EXCERPT PROVIDED Start Marker
REWATCHABILITY: Medium - Despite an important revelation that could decide the series' direction, the more evenly paced Part Two still doesn't have a coherent plot. But don't look at that too hard and you'll find plenty of things to like.

3 comments:

Anonymous said...

If I had to posit a theory, I suspect a Gallifreyian re-run of Ursula K. Le Guin's short story "The Ones Who Walk Away from Omelas", as ripped off wholesale already by Moffat for The Beast Below. Possibly with Omega as the unwitting, time-sensitive child, or given recent history possibly Riversong. Although the ying-yang Doctor/Master elevation is just as likely, it feels hard to retcon at a later date. It's hard to get too involved in the meta-narrative of Gallifrey in any event, it's just that asset that keeps getting retconned ad infinitum, there's a point where you just couldn't care less. As for the Master, I don't think it's a nostalgic nod the shrinking of people, I get the feeling it's a signifier of where Chibnall is intending to posit where Gallifrey's history goes wrong. As I say, Omega looms large in that era, but it's really the point at which Timelords as a race are established too, so it seems the apposite place to target in terms of establishing that particular break. Perhaps its evidence for the Doctor/Master elevation theory, given the last Master story Dicks/Letts had in mind before Delgado's untimely death seemed to embrace that logic.

LiamKav said...

Apparently every scene set in the TARDIS last year had to be colour corrected because the big yellow pillars ended up looking pink on camera. They've now fixed that so maybe that means shooting in the TARDIS is easier as they don't have to worry about the cost of all that post production fixing.

It's a step up from last season, but I'm still mildly underwhelmed. Destroying Gallifrey seems a step back for the show, and lots of bits just seem like reheated RTD/Moffat plots. I'm still not sure of the best way to deal with historical figures like Khan (or Rosa Parks from last season) that don't end up with the Doctor looking ineffectual or heartless. And, finally, I can't believe that no-one watched the scene where the Doctor weaponises Nazi racism against the Master and said "hold on, this is a bit tasteless, isn't it?"

Andrew said...

When I hear talk about the origins of the Time Lords, I immediately think about the Cartmel Masterplan and Lungbarrow.
EXCERPT PROVIDED End Marker
DATASET EXTRACT Start Marker
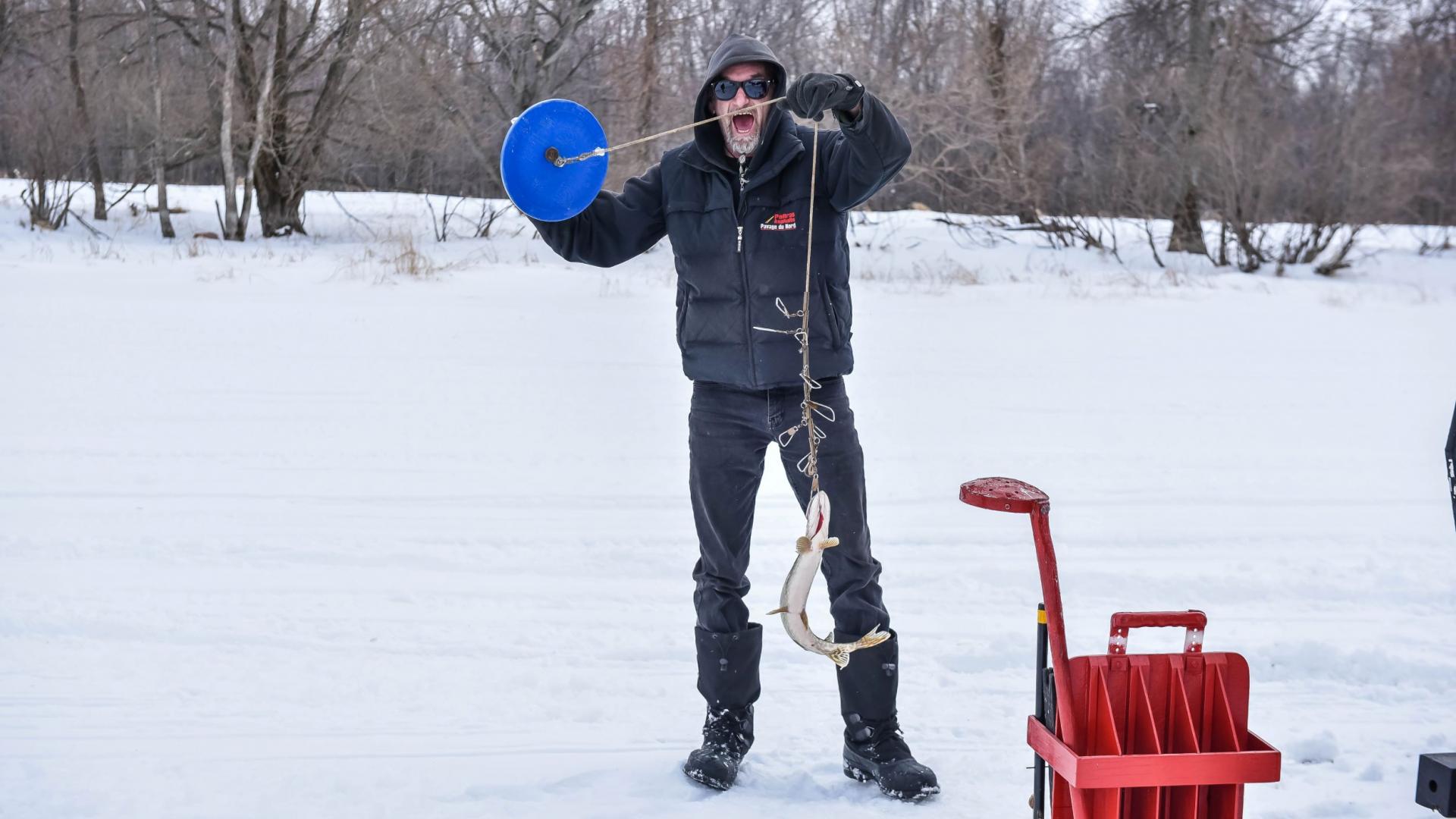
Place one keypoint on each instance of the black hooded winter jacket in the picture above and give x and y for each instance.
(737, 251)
DATASET EXTRACT End Marker
DATASET EXTRACT Start Marker
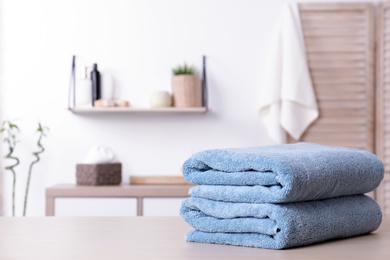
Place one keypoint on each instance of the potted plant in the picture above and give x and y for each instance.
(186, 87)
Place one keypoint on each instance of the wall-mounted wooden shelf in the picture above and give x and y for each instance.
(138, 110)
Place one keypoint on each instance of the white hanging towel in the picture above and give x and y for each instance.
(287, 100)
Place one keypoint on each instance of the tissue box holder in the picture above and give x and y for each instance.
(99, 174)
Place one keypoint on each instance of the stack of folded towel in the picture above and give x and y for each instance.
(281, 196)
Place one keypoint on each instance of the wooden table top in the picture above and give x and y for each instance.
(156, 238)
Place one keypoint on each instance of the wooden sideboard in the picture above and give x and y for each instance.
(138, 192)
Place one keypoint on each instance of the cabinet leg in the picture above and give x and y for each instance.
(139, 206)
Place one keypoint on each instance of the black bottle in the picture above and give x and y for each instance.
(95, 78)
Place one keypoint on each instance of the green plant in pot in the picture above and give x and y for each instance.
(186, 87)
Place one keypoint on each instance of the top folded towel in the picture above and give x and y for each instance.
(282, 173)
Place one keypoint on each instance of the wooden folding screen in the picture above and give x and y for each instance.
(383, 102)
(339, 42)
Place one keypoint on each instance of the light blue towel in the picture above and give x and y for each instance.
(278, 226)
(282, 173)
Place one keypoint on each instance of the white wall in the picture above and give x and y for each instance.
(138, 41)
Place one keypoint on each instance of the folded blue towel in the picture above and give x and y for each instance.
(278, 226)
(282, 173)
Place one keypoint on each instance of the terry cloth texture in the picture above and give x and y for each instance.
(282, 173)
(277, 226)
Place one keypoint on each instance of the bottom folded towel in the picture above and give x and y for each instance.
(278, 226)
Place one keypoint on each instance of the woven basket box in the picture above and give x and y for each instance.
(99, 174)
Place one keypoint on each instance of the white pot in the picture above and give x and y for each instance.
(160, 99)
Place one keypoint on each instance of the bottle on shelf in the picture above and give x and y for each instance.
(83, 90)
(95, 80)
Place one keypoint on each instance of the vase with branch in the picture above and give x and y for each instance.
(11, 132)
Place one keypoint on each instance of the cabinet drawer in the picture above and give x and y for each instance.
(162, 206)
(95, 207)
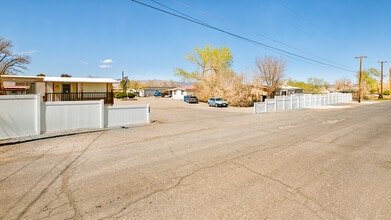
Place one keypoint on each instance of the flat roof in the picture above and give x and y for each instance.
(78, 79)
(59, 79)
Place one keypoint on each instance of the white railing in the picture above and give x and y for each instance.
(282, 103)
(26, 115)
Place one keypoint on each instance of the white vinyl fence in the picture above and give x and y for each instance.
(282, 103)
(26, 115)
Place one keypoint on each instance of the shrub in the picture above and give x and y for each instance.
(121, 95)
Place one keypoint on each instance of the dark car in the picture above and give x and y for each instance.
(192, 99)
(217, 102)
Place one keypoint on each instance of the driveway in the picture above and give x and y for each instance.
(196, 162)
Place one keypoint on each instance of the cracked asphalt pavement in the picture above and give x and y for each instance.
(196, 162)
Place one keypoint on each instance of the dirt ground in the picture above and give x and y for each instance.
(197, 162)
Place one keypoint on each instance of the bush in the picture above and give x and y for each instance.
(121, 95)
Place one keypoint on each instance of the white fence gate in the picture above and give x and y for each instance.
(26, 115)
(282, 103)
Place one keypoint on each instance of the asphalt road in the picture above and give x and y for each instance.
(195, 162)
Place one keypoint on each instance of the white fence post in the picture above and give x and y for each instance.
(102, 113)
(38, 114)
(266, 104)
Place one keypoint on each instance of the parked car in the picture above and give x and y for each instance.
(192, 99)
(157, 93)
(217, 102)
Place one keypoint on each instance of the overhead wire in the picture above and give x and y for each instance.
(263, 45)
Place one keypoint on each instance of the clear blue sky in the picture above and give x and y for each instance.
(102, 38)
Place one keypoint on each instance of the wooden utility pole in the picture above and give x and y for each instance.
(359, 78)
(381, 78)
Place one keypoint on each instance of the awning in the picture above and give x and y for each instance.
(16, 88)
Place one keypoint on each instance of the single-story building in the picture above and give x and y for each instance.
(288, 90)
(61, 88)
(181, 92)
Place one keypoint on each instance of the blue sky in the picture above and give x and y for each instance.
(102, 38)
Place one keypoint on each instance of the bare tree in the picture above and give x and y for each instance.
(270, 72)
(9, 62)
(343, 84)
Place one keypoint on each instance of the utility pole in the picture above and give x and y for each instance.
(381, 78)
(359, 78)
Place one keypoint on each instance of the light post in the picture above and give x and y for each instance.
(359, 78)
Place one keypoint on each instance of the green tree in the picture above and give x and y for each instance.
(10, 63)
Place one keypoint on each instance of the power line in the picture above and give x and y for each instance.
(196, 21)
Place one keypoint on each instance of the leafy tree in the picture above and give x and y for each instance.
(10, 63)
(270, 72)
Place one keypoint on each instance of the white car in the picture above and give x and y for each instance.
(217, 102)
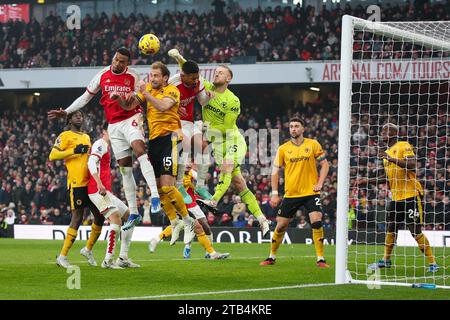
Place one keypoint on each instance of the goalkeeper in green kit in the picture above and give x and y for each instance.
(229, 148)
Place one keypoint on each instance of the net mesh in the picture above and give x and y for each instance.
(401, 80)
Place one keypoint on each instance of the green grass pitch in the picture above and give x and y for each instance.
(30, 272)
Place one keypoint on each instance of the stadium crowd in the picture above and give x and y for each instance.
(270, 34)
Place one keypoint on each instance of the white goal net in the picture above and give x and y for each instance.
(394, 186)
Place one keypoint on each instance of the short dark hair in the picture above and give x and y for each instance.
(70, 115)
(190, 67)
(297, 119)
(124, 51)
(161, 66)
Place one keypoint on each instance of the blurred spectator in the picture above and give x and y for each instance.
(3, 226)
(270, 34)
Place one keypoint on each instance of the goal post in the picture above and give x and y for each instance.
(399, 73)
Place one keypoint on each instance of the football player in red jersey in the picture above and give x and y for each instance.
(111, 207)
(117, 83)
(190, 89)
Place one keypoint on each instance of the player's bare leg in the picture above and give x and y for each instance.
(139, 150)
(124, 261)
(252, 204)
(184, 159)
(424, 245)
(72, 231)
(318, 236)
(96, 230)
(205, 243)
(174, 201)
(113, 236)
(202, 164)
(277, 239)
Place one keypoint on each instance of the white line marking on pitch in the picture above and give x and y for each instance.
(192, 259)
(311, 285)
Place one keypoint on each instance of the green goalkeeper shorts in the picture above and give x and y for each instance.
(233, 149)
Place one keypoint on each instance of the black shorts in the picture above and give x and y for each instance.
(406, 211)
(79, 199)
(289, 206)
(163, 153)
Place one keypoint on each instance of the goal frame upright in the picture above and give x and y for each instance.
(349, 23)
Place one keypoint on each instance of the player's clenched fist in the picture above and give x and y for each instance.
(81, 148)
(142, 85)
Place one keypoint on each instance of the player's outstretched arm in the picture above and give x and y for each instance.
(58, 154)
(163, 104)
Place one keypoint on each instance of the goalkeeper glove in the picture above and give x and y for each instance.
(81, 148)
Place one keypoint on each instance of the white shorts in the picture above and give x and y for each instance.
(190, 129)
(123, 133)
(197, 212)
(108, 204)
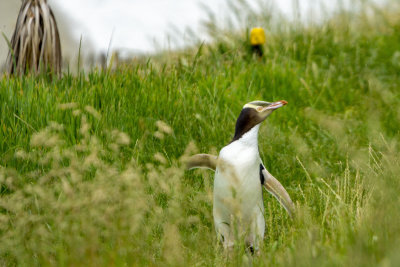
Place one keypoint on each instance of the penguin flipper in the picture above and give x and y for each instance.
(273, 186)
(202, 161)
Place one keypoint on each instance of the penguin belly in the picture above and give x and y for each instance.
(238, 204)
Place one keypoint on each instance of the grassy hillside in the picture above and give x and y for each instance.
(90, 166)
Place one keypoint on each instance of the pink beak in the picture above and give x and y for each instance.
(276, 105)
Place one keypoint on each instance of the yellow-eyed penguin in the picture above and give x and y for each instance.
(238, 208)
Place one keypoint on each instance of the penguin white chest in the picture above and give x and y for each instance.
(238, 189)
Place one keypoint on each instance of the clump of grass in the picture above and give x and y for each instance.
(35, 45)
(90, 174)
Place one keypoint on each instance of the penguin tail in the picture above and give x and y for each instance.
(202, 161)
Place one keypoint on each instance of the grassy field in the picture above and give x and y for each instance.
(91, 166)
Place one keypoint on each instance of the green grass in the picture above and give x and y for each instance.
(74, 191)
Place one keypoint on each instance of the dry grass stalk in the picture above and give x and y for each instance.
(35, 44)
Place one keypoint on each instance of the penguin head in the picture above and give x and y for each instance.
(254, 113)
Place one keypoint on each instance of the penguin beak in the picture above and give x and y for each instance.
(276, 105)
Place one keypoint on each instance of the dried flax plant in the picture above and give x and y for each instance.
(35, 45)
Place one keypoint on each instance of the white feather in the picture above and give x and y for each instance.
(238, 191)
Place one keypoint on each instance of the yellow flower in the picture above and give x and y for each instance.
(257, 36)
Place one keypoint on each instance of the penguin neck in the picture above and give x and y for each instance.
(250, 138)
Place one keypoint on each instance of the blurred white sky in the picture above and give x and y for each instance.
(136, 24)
DATASET EXTRACT End Marker
DATASET EXTRACT Start Marker
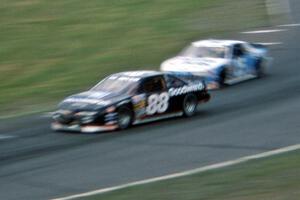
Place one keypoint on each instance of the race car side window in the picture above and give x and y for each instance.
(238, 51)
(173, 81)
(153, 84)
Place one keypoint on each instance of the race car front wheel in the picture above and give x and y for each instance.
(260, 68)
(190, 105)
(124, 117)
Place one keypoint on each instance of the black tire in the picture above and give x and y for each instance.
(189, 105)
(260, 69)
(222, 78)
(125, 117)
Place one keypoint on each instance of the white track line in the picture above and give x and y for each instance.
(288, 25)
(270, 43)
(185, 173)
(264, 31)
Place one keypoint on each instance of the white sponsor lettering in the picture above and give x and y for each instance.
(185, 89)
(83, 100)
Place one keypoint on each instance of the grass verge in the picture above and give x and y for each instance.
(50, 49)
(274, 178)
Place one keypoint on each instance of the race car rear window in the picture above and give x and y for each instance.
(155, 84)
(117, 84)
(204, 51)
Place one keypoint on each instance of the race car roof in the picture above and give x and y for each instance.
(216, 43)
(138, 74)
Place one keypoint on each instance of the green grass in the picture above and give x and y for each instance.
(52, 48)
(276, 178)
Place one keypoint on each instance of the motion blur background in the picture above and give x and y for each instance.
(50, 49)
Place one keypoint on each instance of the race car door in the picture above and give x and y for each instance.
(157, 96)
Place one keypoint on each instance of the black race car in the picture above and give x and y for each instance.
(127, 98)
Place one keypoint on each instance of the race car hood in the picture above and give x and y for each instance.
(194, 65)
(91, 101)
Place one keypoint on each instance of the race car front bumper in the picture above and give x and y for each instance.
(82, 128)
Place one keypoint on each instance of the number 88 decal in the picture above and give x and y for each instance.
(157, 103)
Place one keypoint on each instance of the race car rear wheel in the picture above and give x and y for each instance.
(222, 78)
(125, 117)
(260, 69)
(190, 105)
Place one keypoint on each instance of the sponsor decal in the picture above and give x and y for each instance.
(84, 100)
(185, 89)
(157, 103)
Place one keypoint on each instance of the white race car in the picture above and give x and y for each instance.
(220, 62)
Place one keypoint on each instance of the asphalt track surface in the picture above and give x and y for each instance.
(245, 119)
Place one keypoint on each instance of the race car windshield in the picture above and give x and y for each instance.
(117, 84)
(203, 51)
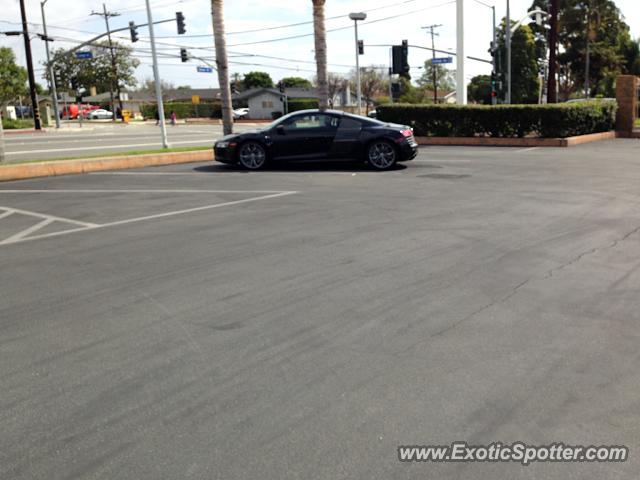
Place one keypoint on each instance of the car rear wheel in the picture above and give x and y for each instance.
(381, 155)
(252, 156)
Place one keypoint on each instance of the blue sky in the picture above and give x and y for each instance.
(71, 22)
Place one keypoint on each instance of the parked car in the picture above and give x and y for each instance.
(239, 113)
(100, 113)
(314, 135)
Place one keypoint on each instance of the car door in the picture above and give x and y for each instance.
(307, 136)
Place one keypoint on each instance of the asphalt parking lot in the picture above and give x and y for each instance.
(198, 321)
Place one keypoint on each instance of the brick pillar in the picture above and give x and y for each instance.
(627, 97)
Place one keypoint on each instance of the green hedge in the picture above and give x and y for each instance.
DATASET EXTRACT End Marker
EXERCISES TO COMPLETE:
1/ Answer these questions from the excerpt:
(a) What rewatchability rating does it give?
(b) According to LiamKav, why did every scene set in the TARDIS last year need correcting?
(c) What two things does Andrew immediately think about when he hears talk about the origins of the Time Lords?
2/ Reproduce everything in the excerpt from "It's a step" down to "Masterplan and Lungbarrow.", word for word.

ANSWERS TO THE EXERCISE:
1/
(a) Medium.
(b) The big yellow pillars ended up looking pink on camera.
(c) The Cartmel Masterplan and Lungbarrow.

2/
It's a step up from last season, but I'm still mildly underwhelmed. Destroying Gallifrey seems a step back for the show, and lots of bits just seem like reheated RTD/Moffat plots. I'm still not sure of the best way to deal with historical figures like Khan (or Rosa Parks from last season) that don't end up with the Doctor looking ineffectual or heartless. And, finally, I can't believe that no-one watched the scene where the Doctor weaponises Nazi racism against the Master and said "hold on, this is a bit tasteless, isn't it?"

Andrew said...

When I hear talk about the origins of the Time Lords, I immediately think about the Cartmel Masterplan and Lungbarrow.